■ Your assignment ■
If a line in the entries below includes "antenna", show that line.

*** Opening Data for analysis ***

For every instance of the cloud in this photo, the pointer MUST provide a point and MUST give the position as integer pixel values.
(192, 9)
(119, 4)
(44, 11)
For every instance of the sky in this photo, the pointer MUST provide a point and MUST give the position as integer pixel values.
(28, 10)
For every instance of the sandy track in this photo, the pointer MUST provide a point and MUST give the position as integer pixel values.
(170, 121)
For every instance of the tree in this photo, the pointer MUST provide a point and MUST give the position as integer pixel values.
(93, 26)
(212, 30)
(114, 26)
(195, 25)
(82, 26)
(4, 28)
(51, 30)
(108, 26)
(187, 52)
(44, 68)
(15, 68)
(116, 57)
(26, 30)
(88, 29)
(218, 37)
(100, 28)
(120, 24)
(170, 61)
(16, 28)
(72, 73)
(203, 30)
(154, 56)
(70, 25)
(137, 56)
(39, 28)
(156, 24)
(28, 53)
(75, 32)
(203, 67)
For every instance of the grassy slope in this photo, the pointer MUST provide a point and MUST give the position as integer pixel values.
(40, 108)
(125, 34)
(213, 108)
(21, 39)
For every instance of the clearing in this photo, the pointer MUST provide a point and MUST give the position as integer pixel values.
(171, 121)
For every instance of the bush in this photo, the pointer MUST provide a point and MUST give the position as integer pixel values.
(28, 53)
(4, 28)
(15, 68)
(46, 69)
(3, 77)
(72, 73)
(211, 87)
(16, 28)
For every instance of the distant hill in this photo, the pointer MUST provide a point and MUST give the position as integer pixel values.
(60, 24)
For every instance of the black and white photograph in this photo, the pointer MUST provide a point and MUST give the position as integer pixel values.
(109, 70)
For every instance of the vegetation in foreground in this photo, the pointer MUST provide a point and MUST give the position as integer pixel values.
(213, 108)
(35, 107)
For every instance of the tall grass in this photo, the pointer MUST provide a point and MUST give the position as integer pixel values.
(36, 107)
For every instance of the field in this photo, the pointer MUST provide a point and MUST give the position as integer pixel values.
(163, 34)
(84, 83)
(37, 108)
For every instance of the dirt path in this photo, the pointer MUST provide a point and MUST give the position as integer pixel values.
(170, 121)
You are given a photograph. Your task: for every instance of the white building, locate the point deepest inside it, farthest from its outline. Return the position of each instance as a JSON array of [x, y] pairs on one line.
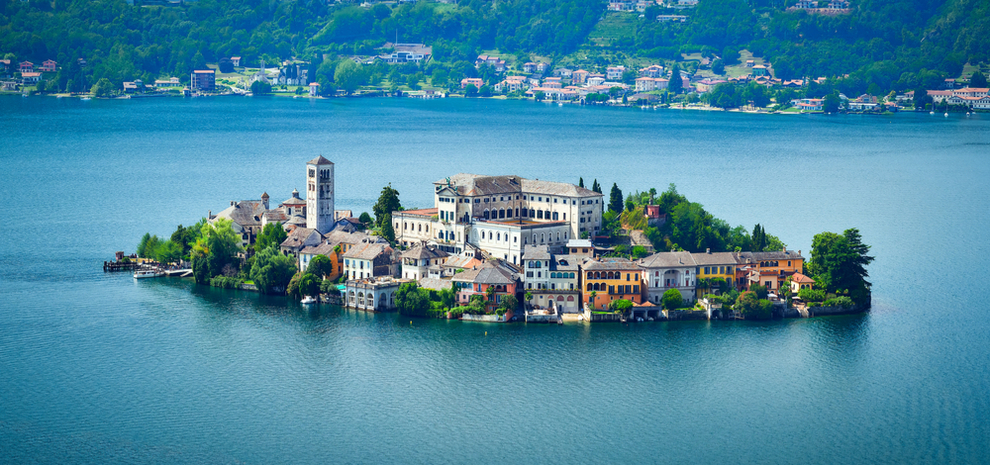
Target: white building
[[319, 195], [500, 215], [669, 270]]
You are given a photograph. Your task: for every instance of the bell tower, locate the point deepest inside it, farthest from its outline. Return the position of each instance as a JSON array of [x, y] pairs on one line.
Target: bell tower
[[319, 194]]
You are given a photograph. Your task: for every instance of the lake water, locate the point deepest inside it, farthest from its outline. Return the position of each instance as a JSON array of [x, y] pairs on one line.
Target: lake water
[[98, 368]]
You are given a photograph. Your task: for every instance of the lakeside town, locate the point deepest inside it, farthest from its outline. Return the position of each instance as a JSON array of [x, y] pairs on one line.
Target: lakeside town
[[750, 86], [504, 248]]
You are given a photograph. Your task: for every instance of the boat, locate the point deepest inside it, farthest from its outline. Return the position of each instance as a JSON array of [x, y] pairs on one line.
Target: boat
[[148, 274]]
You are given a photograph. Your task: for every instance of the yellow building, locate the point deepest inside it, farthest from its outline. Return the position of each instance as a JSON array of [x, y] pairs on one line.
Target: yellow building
[[715, 265], [611, 278]]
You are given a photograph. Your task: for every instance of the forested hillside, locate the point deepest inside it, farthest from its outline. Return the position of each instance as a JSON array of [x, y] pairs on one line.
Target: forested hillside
[[881, 44]]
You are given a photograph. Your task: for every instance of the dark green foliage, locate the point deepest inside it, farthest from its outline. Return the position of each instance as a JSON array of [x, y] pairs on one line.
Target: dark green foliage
[[320, 265], [388, 202], [272, 271], [271, 236], [752, 307], [672, 299], [978, 80], [838, 263]]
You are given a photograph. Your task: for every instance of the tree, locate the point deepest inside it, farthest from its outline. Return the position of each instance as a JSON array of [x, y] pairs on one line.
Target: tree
[[752, 307], [675, 86], [102, 88], [977, 80], [838, 263], [271, 236], [621, 306], [672, 299], [615, 199], [831, 103], [261, 88], [388, 232], [388, 202], [168, 252], [272, 271], [321, 266]]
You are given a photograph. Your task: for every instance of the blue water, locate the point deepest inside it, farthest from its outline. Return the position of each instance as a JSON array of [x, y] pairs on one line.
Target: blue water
[[98, 368]]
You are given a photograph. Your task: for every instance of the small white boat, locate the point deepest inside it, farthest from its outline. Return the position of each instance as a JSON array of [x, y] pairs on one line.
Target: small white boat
[[148, 274]]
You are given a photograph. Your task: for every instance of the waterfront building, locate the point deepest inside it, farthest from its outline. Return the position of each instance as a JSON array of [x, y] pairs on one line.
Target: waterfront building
[[477, 282], [669, 270], [373, 294], [203, 80], [768, 269], [713, 266], [370, 259], [417, 260], [611, 278], [319, 194], [501, 215]]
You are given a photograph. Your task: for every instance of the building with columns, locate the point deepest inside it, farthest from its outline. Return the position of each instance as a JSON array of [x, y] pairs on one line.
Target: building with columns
[[501, 215]]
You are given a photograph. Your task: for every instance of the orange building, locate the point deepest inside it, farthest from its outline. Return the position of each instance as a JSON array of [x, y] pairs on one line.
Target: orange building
[[768, 269], [611, 278]]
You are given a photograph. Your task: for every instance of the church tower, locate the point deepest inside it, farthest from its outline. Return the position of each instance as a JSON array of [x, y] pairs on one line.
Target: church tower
[[319, 194]]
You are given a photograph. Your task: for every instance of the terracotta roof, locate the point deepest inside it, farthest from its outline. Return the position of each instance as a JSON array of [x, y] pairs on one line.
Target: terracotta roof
[[319, 161], [610, 263], [668, 260]]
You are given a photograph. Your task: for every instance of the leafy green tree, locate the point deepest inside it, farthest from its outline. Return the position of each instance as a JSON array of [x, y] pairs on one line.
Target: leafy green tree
[[615, 199], [168, 252], [321, 266], [261, 88], [388, 232], [621, 306], [272, 235], [272, 271], [309, 284], [675, 86], [978, 80], [388, 202], [672, 299], [103, 88]]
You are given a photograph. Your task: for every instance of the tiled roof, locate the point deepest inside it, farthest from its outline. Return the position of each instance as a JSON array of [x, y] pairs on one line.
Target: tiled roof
[[775, 255], [319, 161], [420, 252], [610, 263], [368, 251], [715, 258], [668, 260]]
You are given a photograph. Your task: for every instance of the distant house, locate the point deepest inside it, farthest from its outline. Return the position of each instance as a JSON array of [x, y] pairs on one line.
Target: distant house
[[30, 78], [406, 53], [614, 73], [203, 80], [477, 82]]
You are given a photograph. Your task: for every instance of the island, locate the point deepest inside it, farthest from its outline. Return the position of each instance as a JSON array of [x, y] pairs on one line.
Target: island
[[506, 248]]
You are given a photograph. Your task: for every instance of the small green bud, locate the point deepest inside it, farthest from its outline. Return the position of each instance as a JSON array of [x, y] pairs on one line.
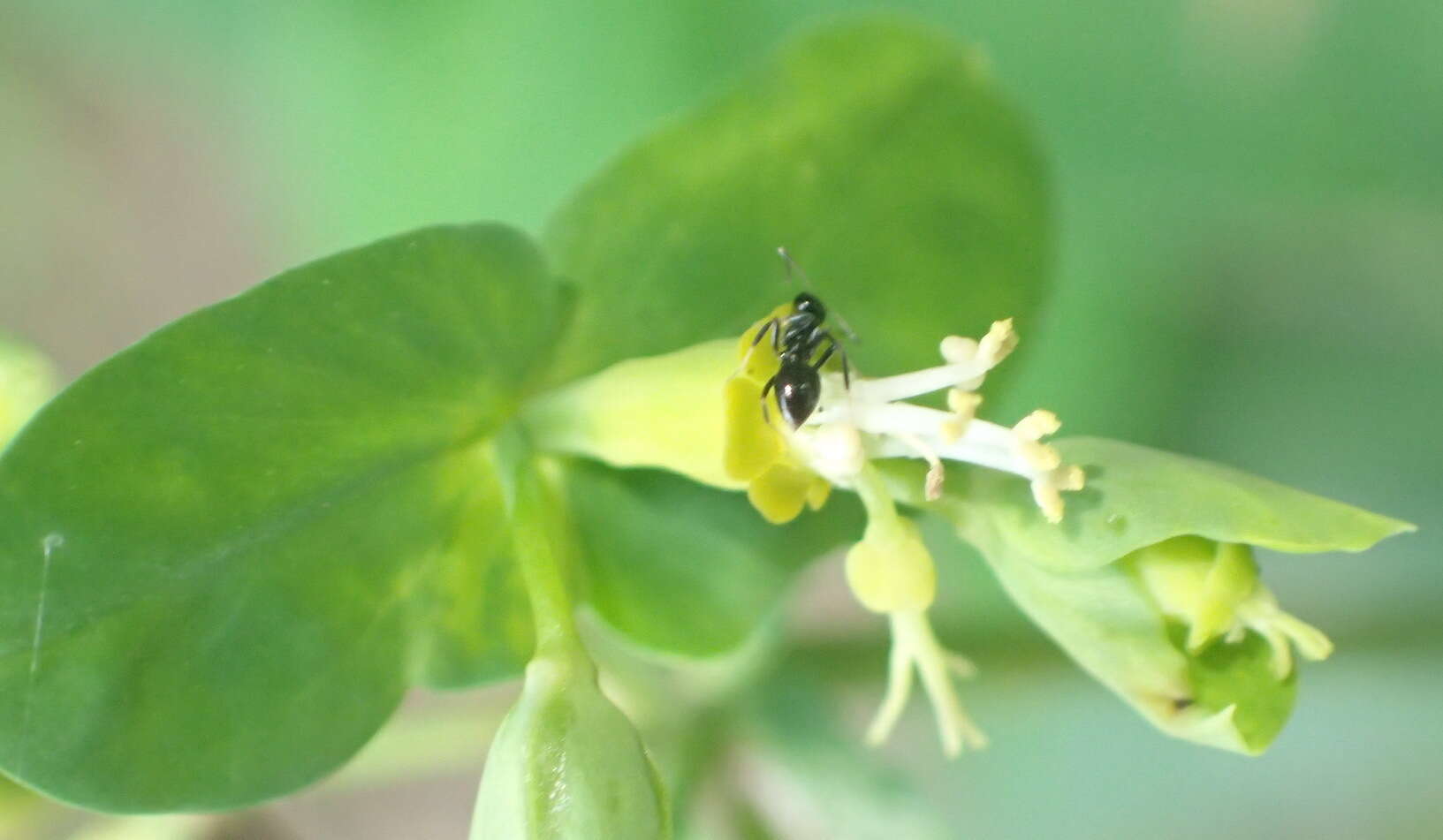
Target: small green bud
[[1214, 589], [567, 765]]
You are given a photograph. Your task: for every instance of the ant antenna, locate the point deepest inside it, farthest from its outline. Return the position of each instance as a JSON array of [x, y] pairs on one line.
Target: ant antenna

*** Closing Data for analysis ***

■ Written answer ■
You are given a photograph. Your task: for every instance of the ant antenna, locate the point deepest inside it, farthest from its outline. Return the position of each instance as a JSON array of [x, y] pairs on one line.
Target: ant antenna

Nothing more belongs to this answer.